**What the task asks**
Count how many lines below include the word "photo". Answer with a number only.

**Extracted information**

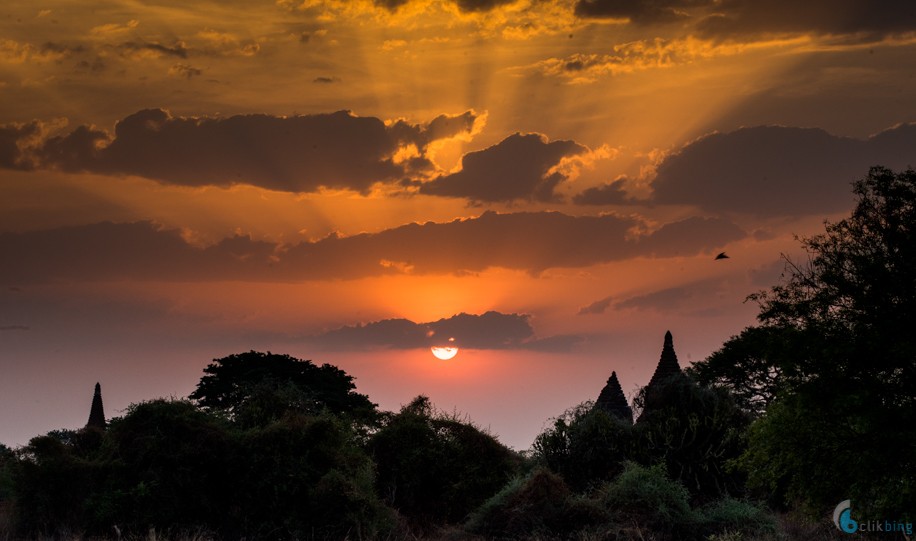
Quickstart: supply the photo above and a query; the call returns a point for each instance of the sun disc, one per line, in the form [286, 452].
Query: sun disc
[444, 353]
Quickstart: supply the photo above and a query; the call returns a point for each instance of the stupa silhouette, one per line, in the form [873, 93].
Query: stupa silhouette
[97, 412]
[613, 401]
[667, 365]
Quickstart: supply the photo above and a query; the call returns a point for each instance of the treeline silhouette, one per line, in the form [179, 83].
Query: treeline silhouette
[812, 406]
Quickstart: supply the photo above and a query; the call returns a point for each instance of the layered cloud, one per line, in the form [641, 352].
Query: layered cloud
[295, 154]
[734, 18]
[491, 330]
[529, 242]
[777, 171]
[521, 166]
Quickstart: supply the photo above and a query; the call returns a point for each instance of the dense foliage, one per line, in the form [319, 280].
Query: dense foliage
[434, 468]
[256, 388]
[834, 359]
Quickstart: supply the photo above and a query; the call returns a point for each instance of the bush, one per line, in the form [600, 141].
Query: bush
[587, 446]
[435, 468]
[736, 516]
[695, 431]
[648, 498]
[306, 477]
[540, 504]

**Your response**
6